- **What to do**: Filter the records below and copy each line that contains the string "mountain". Matching is case-sensitive.

Detection examples
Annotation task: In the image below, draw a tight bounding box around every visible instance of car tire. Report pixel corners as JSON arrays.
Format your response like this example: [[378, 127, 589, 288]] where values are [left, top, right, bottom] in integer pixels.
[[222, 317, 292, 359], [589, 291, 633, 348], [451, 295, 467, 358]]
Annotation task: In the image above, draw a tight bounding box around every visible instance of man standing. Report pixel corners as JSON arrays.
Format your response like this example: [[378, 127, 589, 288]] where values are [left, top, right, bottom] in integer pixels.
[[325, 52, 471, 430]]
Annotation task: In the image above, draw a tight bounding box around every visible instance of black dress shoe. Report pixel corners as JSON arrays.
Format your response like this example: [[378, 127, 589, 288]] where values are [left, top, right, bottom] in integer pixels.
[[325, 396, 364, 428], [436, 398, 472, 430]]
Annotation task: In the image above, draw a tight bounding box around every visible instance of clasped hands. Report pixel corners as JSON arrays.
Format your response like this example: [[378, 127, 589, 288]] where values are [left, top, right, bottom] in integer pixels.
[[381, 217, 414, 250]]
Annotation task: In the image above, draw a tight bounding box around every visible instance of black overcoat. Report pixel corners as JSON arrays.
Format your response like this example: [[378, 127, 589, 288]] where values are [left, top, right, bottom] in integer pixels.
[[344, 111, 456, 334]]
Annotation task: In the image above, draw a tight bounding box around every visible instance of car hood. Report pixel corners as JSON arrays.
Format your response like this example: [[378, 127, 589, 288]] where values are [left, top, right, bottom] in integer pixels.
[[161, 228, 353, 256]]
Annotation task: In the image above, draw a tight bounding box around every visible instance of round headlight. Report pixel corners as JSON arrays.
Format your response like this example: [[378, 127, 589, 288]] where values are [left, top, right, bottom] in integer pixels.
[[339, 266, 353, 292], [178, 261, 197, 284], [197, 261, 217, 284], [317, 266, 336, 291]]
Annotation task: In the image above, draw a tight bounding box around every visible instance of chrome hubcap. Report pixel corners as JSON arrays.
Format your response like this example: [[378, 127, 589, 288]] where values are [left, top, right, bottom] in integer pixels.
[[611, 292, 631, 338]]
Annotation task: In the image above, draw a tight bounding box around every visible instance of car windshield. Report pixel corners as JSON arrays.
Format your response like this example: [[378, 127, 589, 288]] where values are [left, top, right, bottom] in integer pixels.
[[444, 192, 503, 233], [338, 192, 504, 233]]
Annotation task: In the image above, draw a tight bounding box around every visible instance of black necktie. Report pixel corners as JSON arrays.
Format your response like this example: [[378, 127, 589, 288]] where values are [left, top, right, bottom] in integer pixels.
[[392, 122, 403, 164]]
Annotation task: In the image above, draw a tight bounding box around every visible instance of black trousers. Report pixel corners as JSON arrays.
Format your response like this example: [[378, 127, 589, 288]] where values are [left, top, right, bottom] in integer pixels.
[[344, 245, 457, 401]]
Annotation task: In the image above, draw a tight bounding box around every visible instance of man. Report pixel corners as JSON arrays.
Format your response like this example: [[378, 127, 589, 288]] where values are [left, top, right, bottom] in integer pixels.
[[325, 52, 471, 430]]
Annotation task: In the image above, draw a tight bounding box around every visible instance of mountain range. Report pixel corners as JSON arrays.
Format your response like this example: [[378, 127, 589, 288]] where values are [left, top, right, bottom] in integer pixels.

- **Exercise answer**:
Annotation task: In the image above, draw a tight bounding box around every visible instance of mountain range. Report pixel corners as JSON arrays.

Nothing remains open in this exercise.